Point labeling samples
* * * * *

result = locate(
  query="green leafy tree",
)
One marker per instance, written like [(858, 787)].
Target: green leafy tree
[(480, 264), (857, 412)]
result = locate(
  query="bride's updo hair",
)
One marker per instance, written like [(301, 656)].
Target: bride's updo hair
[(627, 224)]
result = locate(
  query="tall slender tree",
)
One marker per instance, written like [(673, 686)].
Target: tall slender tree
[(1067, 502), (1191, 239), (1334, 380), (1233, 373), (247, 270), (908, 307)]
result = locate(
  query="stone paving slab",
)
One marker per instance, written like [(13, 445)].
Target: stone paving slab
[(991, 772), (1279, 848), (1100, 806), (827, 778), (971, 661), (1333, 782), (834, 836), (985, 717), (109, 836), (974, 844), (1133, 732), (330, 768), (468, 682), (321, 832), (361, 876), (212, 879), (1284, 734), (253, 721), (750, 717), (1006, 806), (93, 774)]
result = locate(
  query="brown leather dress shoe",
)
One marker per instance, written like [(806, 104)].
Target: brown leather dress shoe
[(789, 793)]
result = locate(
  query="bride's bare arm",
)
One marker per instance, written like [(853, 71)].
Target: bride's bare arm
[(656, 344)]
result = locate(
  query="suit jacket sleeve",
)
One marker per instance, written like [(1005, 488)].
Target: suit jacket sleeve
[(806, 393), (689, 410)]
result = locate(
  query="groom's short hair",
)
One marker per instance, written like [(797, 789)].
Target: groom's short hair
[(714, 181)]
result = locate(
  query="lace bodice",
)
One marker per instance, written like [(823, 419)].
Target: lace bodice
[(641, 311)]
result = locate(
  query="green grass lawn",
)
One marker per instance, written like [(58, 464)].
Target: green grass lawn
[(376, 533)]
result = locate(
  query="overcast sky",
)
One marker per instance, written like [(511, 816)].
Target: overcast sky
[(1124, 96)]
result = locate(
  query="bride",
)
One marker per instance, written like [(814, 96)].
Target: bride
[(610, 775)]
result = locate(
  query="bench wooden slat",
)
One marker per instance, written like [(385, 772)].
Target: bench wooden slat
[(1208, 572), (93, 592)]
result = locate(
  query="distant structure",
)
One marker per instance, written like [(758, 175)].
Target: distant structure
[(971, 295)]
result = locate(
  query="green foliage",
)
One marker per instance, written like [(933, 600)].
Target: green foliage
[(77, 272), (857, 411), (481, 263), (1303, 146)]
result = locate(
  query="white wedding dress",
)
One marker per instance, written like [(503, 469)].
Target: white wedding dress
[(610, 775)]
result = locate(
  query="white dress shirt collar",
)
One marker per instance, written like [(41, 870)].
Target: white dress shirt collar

* * * * *

# Goal:
Could you extract the lines of the material above, starting from its first line and stopping after the line that contains "806), (93, 774)]", and reproduce them unchanged?

# Task result:
result = locate(
  query="green leafy tree",
)
One marker per instance, written like [(858, 787)].
Target: green leafy tree
[(480, 264), (857, 412)]
result = locate(
  query="bride's updo hair",
)
One marker per instance, written like [(301, 656)].
Target: bride's updo hair
[(627, 224)]
result = locate(
  query="tall slender tree",
)
One marker per instance, written like [(673, 686)].
Target: tall slender tree
[(1067, 502), (1191, 239), (1334, 380), (1233, 373), (247, 270), (908, 307)]
result = locate(
  query="stone paving slab",
)
One marker per instance, written like [(13, 445)].
Target: stone paving slab
[(991, 772), (1279, 848), (1100, 806), (827, 778), (971, 661), (1333, 782), (834, 836), (985, 717), (109, 836), (974, 844), (1133, 732), (330, 768), (468, 682), (321, 832), (361, 876), (212, 879), (1284, 734), (253, 721), (750, 717), (1006, 806), (93, 774)]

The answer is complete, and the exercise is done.